Exercise directions
Reproduce the stretch from the line containing "Task: for the roadway count, mark the seated" through the end of the records, both ends included, and output only those lines. Multiply every coordinate in the answers by 0.4 and round to whole numbers, halves up. Leave the numbers in the requests and their sample points unchanged.

Information given
----

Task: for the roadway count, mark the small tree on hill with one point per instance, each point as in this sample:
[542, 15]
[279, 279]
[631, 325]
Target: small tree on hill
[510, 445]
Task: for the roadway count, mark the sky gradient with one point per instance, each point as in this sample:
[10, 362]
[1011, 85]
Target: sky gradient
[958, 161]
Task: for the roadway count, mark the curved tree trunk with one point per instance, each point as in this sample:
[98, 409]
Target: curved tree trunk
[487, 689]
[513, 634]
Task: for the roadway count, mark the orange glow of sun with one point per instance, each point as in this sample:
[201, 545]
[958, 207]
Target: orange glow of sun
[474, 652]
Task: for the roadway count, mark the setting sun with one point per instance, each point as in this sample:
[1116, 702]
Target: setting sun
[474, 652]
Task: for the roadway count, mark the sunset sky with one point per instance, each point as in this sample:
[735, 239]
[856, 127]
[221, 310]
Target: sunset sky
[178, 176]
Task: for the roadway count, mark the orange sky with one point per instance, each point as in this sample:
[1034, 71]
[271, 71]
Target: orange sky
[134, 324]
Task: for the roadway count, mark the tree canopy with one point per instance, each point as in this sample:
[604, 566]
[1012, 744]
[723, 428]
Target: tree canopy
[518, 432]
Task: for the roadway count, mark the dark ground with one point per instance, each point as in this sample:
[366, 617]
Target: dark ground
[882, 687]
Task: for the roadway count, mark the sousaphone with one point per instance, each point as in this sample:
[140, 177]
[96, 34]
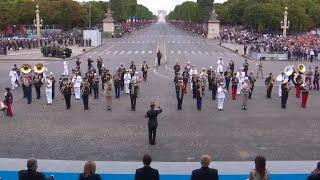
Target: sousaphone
[39, 68]
[25, 68]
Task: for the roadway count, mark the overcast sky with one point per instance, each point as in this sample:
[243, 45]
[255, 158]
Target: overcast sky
[155, 5]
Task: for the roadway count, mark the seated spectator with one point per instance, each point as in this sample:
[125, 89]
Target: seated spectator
[260, 172]
[31, 172]
[146, 173]
[89, 172]
[205, 173]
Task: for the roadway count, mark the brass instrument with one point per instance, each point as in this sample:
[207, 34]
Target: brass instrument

----

Written reply
Task: for the roadway count, mark the seated spectator with one point per instance, each point as in this sample:
[125, 89]
Target: seated spectator
[104, 69]
[12, 69]
[58, 69]
[36, 69]
[82, 69]
Task: for the roadway count, mark the brass instrument with one point per instance, each point as in this sample:
[207, 34]
Target: brass instrument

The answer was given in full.